EXCERPTED DATA:
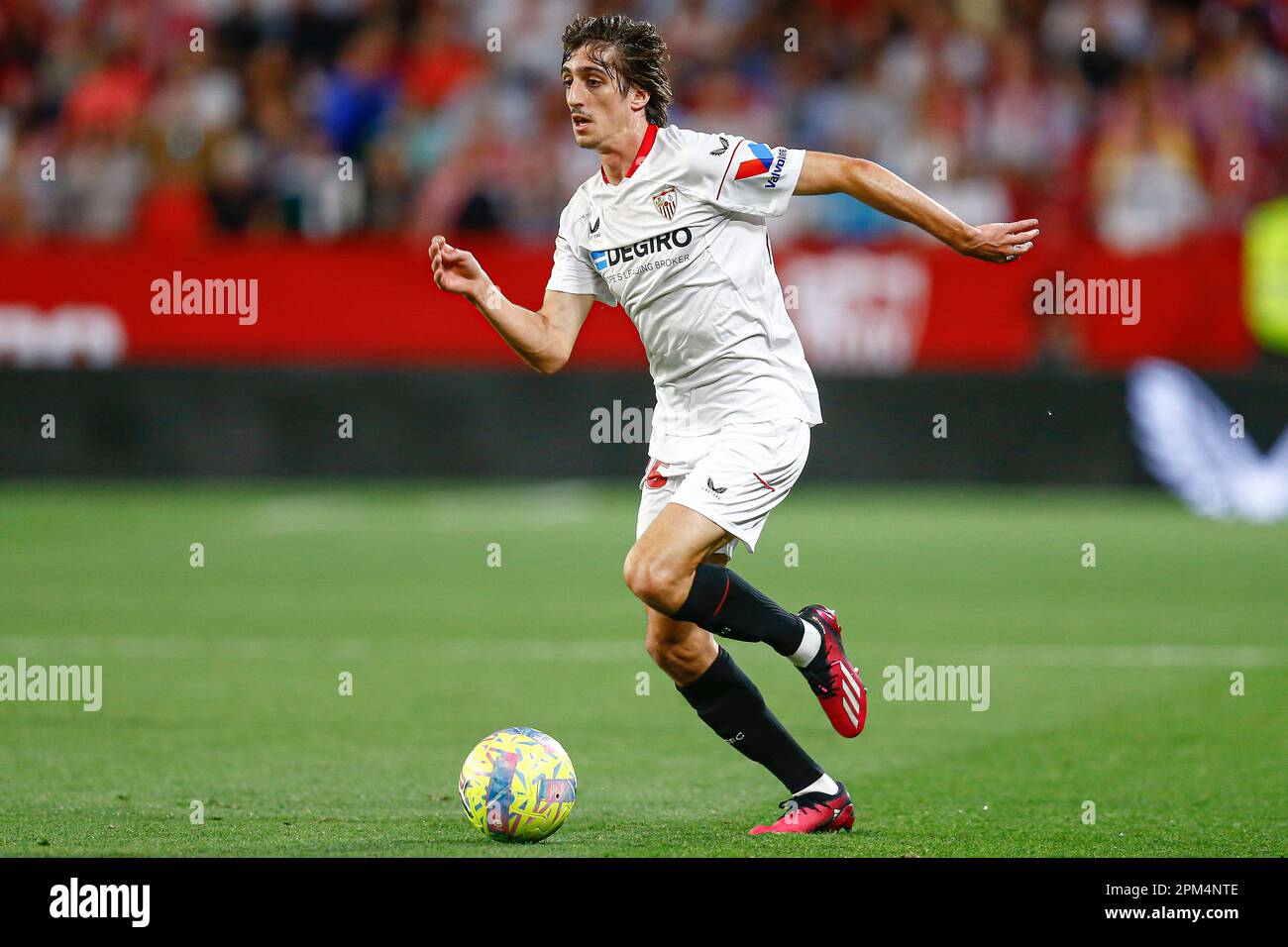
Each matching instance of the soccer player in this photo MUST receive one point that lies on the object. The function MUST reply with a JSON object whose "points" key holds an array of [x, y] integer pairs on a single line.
{"points": [[671, 226]]}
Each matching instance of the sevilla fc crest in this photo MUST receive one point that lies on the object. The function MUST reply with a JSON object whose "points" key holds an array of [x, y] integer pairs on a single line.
{"points": [[665, 202]]}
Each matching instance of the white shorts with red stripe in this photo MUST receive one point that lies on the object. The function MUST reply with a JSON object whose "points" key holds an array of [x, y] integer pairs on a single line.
{"points": [[733, 478]]}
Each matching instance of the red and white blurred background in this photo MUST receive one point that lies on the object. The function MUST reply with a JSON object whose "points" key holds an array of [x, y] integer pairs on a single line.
{"points": [[223, 162]]}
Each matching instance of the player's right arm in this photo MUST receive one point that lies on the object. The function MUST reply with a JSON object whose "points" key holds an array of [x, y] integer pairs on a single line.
{"points": [[541, 338]]}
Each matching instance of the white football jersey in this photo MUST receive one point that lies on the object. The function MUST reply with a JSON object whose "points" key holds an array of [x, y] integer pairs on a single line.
{"points": [[682, 245]]}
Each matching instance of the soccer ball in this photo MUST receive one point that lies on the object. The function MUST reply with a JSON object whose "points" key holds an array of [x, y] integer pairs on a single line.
{"points": [[518, 785]]}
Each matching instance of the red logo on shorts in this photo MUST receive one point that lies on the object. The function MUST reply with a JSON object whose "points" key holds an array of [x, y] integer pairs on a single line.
{"points": [[653, 479]]}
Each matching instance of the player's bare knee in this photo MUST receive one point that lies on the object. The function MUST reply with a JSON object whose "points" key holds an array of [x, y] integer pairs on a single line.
{"points": [[655, 581], [683, 660]]}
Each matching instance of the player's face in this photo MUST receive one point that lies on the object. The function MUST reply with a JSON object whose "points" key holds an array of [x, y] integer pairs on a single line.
{"points": [[599, 110]]}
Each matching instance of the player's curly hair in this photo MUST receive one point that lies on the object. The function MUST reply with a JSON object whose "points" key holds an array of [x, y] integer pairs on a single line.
{"points": [[638, 56]]}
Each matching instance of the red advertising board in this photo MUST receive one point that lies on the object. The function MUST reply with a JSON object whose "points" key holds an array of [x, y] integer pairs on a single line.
{"points": [[858, 309]]}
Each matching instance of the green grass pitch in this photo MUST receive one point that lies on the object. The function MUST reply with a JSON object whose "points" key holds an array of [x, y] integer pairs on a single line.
{"points": [[1108, 684]]}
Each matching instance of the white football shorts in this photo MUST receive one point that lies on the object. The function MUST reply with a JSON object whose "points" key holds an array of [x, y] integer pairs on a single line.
{"points": [[733, 478]]}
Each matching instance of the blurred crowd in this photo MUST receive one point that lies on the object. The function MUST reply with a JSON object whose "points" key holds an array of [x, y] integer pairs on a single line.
{"points": [[1133, 121]]}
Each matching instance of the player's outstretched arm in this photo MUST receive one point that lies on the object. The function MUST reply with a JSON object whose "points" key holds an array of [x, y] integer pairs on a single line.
{"points": [[544, 339], [868, 182]]}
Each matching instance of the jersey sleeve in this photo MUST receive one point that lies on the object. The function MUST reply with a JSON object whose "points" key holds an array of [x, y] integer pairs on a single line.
{"points": [[738, 174], [574, 269]]}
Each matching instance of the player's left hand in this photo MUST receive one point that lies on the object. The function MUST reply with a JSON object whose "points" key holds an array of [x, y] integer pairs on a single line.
{"points": [[1001, 243]]}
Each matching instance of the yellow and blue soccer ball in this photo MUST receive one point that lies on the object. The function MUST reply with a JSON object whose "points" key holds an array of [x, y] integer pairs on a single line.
{"points": [[518, 785]]}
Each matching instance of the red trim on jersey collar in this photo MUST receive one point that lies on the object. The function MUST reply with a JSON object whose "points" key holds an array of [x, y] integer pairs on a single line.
{"points": [[645, 147]]}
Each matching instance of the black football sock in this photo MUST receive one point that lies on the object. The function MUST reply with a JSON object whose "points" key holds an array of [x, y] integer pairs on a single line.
{"points": [[722, 603], [730, 705]]}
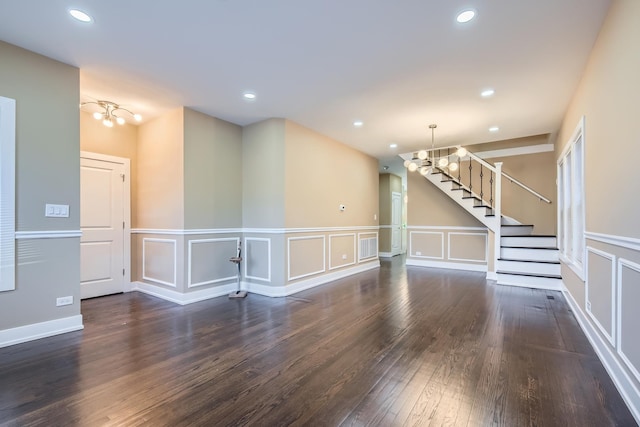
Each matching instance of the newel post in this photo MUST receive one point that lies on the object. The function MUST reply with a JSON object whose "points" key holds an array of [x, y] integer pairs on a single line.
{"points": [[498, 215]]}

WHAT THE EXERCISE ASKS:
Reproduce exactly the lines from the one with "Each matching instance of the red trim" to the bottom of the listing, both ends included, and nothing else. Skip the pictures.

WRITTEN RESPONSE:
Each matching instance of the red trim on jersey collar in this photo MUST receive one point that lies on the object. The function MUST reply with a JSON object whose "points" key holds an array of [x, y] integer pairs on a single line.
{"points": [[645, 147]]}
Each matching instance of the black football sock in this photo MUST receive one point that lies on the object. The function MUST reply with a JSON object whose "points" key holds an array of [x, y] integer pairs on a single line.
{"points": [[722, 603], [730, 705]]}
Each matching instance of the newel post in this photo MUST receive one point that lies on the object. The function MUST reply with a JSON object whose "points" key holds an array of [x, y] integer pairs on a single line.
{"points": [[498, 215]]}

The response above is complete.